* **Given instruction**:
Rewrite the listing below, changing each "black trousers" to "dark trousers" and keeping every other word and line unchanged.

══════════════════════════════

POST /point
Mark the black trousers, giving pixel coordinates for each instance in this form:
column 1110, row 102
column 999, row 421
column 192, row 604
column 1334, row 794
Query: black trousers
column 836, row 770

══════════════════════════════

* **Solution**:
POST /point
Mark the dark trousers, giving pixel coordinates for each instance in this form:
column 1110, row 102
column 999, row 421
column 192, row 604
column 1334, row 794
Query: dark trousers
column 836, row 770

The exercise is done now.